• **Exercise goal**: In the records below, copy every line from the one containing "In this exercise you will label every instance of the mirror" down to the one containing "x=561, y=317", both included. Rescale the answer coordinates by multiplying each value by 1.7 and rounding to a whole number, with halves rounded up, and leave every other number unchanged.

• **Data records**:

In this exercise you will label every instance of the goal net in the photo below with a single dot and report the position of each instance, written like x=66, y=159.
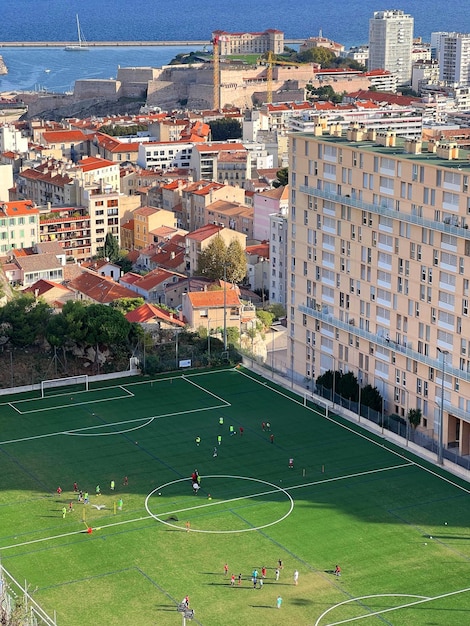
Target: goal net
x=70, y=384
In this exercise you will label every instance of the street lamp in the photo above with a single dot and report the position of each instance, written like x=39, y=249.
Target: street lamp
x=441, y=412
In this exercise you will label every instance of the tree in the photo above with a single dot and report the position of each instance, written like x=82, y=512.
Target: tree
x=212, y=259
x=235, y=259
x=348, y=387
x=282, y=177
x=24, y=319
x=110, y=249
x=414, y=417
x=126, y=304
x=322, y=56
x=266, y=317
x=217, y=256
x=370, y=396
x=225, y=128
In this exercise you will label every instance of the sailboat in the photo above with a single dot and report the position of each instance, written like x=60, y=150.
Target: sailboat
x=81, y=45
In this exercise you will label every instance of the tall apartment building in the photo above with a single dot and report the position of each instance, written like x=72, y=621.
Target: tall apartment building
x=250, y=43
x=391, y=43
x=379, y=270
x=453, y=55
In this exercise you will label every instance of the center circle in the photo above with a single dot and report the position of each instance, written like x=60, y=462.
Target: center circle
x=275, y=488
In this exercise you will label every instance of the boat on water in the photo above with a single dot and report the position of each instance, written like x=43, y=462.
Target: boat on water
x=81, y=45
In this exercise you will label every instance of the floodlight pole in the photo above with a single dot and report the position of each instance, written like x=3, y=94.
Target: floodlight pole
x=225, y=307
x=441, y=412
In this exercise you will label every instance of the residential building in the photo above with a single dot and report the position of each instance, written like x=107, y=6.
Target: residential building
x=12, y=139
x=147, y=219
x=165, y=155
x=391, y=43
x=216, y=309
x=249, y=43
x=453, y=55
x=90, y=287
x=198, y=240
x=279, y=268
x=378, y=261
x=151, y=286
x=322, y=42
x=222, y=162
x=265, y=203
x=19, y=225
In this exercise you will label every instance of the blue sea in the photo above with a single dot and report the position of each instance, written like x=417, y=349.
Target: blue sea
x=345, y=21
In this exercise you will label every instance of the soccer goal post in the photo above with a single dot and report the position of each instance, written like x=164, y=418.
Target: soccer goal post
x=70, y=383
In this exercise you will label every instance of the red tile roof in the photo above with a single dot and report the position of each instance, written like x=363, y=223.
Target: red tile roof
x=99, y=288
x=204, y=232
x=147, y=312
x=213, y=298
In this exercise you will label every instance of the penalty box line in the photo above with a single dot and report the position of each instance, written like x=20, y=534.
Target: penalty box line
x=281, y=490
x=199, y=506
x=422, y=600
x=108, y=425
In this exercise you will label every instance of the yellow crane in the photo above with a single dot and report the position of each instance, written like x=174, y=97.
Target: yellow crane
x=269, y=77
x=216, y=57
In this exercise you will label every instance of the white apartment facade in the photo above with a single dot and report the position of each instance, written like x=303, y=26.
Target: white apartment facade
x=391, y=43
x=379, y=271
x=453, y=54
x=165, y=155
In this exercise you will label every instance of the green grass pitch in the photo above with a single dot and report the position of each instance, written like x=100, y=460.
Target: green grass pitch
x=397, y=526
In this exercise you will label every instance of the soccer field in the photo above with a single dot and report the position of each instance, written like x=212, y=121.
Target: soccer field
x=396, y=525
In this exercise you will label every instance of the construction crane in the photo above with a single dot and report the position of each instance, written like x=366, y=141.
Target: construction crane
x=269, y=77
x=216, y=58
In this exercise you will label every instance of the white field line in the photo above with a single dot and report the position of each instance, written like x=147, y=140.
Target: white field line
x=199, y=506
x=132, y=395
x=381, y=612
x=359, y=434
x=75, y=404
x=80, y=430
x=206, y=391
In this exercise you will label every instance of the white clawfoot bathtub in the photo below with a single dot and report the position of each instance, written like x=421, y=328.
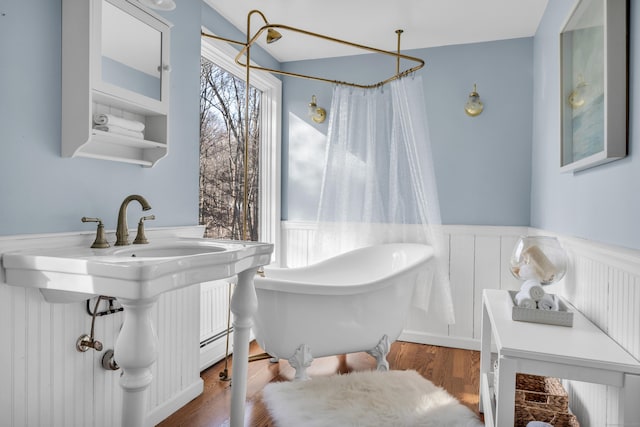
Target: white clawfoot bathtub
x=357, y=301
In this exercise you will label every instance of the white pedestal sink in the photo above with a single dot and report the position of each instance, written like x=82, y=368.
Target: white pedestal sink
x=137, y=275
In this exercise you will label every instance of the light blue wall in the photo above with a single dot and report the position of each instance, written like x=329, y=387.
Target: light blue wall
x=602, y=203
x=43, y=192
x=483, y=164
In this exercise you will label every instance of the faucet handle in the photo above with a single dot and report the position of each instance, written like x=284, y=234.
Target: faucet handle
x=101, y=241
x=140, y=237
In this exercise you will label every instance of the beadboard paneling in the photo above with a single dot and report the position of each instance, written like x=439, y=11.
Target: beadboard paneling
x=602, y=281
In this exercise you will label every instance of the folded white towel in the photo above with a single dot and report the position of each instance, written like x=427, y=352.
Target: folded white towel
x=110, y=119
x=523, y=300
x=533, y=288
x=548, y=302
x=119, y=130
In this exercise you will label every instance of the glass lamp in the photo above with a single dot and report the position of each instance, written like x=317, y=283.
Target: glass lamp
x=317, y=114
x=540, y=258
x=474, y=106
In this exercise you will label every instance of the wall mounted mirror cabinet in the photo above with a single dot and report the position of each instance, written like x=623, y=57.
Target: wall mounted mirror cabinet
x=115, y=81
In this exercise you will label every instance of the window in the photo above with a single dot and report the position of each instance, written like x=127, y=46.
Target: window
x=222, y=148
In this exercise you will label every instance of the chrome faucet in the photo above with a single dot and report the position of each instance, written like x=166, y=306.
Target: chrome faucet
x=122, y=230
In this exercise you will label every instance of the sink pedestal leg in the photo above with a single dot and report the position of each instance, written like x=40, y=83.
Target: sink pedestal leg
x=243, y=305
x=135, y=351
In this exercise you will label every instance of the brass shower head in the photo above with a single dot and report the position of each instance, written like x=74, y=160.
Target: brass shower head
x=273, y=36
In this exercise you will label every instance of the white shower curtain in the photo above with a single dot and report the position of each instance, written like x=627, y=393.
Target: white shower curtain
x=379, y=183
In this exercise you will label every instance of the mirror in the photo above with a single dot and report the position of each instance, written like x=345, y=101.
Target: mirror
x=131, y=52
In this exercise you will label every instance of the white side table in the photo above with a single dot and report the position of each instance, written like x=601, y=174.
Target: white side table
x=582, y=352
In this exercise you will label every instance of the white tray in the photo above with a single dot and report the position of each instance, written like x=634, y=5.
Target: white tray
x=561, y=317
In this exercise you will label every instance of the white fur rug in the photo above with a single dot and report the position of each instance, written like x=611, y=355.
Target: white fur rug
x=370, y=398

• **Final result**:
In this exercise you will label every instance of the mirror in the photo above with a single dot and report the position of each instance, written like x=345, y=101.
Target: mirror
x=223, y=88
In this exercise you will label every instance of the white side table in the photo above with a single dot and report the position of each instance, written like x=601, y=174.
Target: white side table
x=989, y=598
In this exercise you will label every instance of the white tray in the photo above with a single dot and report the position of each instance, written like x=634, y=5.
Target: white tray
x=954, y=539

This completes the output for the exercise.